Task instructions:
(1) Summarize the cat scam column in two sentences.
(2) From the cat scam column, extract the stretch from "A week later, on" through "up the cat.".

Document excerpt:
= = = = =
THE VIRGINIAN-PILOT Copyright (c) 1995, Landmark Communications, Inc. DATE: Monday, June 19, 1995 TAG: 9506170043 SECTION: DAILY BREAK PAGE: E1 EDITION: FINAL TYPE: Column SOURCE: Larry Maddry LENGTH: Medium: 64 lines
IT WAS BAD ENOUGH when Susan Amster lost her 5-month old kitty. Now she has lost $150 in a cat scam. And she still doesn't have the kitty.
Amster - a working woman in McLean, Va. - placed an ad for her gray, striped kitten named Pearl in The Washington Post after it wandered away.
A week later, on June 3, she received a phone call from a man who said he was a truck driver. He told her he'd almost hit the kitty with his truck. And stopped to pick it off the road. He said his name was James Miller.
``He said he had been riding around with the kitty in his truck,'' she recalled. ``He said he was in Richmond. He told me his boss was upset with him for driving with a cat in the cab. He said he needed to get the cat to me right away.''
Amster told the man she'd drive to Richmond and pick up the cat.
The man said that wouldn't work because he was waiting for a call from his boss who would tell him where he wanted the truck driven next.
``Well then, how do I get the cat from you?'' she asked,
The caller told her he would check with his boss about the situation and phone her the next morning.
The next morning the man told her his boss would allow him to drive to McLean and deliver the kitty in the truck. But he told her the round trip would cost $150, for fuel expenses.
The caller asked her to go to Western Union and send a money order made out to his boss, Ronald Evans, in New Orleans.
And that's what she did.
The money was picked up at the distant Western Union office. When she returned home from the trip to a local Western Union office, the phone rang.
= = = = =
Recorded data:
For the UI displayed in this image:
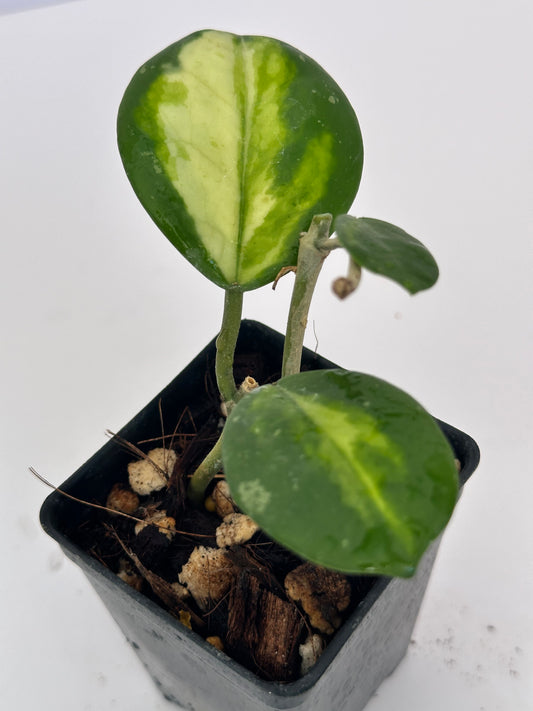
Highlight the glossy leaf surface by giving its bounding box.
[334,215,439,294]
[118,30,363,290]
[223,370,458,576]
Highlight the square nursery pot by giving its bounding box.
[41,321,479,711]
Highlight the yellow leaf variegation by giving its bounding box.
[118,30,363,291]
[222,370,458,576]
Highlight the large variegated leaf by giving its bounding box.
[223,370,458,576]
[118,30,363,290]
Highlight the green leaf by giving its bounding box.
[334,215,439,294]
[117,30,363,290]
[222,370,458,576]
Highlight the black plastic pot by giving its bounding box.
[37,321,479,711]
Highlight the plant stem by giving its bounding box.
[187,434,222,504]
[188,289,242,504]
[281,214,332,377]
[215,289,242,414]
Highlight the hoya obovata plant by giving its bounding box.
[118,30,458,576]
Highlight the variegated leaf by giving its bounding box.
[222,370,458,576]
[118,30,363,290]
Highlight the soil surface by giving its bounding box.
[68,356,375,682]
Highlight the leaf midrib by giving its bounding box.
[235,37,253,282]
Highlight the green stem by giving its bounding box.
[188,289,242,504]
[281,214,332,377]
[215,289,242,414]
[187,435,222,504]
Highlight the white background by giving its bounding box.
[0,0,533,711]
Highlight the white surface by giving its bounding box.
[0,0,533,711]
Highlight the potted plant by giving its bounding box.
[41,31,478,711]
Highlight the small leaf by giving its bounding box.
[117,30,363,290]
[334,215,439,294]
[223,370,458,576]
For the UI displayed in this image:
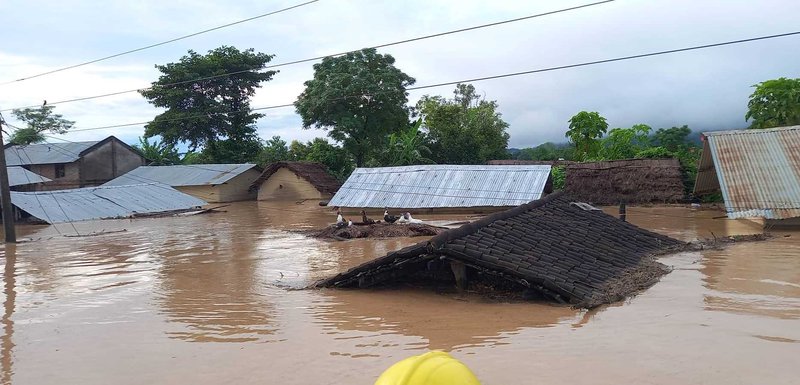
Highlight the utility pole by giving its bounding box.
[0,116,17,243]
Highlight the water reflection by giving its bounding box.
[313,289,582,350]
[0,244,17,384]
[153,215,275,342]
[701,233,800,319]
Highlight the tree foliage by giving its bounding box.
[382,119,433,166]
[294,49,415,165]
[417,84,509,164]
[598,124,651,159]
[256,136,292,167]
[133,137,181,166]
[140,46,276,163]
[565,111,608,160]
[745,78,800,128]
[9,105,75,145]
[289,138,355,181]
[516,142,575,160]
[653,125,692,152]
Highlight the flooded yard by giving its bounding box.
[0,202,800,385]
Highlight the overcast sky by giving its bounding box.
[0,0,800,147]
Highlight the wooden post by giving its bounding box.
[0,121,17,243]
[450,261,467,291]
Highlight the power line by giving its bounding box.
[50,31,800,132]
[0,0,319,86]
[0,0,616,111]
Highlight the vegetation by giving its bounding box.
[9,105,75,145]
[140,46,276,163]
[133,137,181,166]
[565,111,608,160]
[294,49,415,166]
[745,78,800,128]
[382,119,433,166]
[130,46,788,192]
[417,84,509,164]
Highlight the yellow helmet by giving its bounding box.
[375,351,481,385]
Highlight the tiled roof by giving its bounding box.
[317,193,682,307]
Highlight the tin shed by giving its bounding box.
[105,163,261,203]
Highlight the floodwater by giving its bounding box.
[0,202,800,385]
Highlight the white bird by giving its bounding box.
[398,212,422,223]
= = = = =
Exercise solutions:
(1) After Susan Amster of McLean, Va., advertised her lost gray, striped kitten in The Washington Post, a man who called himself James Miller phoned her, said he was a truck driver, and claimed he had picked the kitten up off the road. He then asked her to send $150 for fuel by Western Union money order to his boss in New Orleans, which she did, and she has lost the money and still doesn't have the kitten.

(2)
A week later, on June 3, she received a phone call from a man who said he was a truck driver. He told her he'd almost hit the kitty with his truck. And stopped to pick it off the road. He said his name was James Miller.
``He said he had been riding around with the kitty in his truck,'' she recalled. ``He said he was in Richmond. He told me his boss was upset with him for driving with a cat in the cab. He said he needed to get the cat to me right away.''
Amster told the man she'd drive to Richmond and pick up the cat.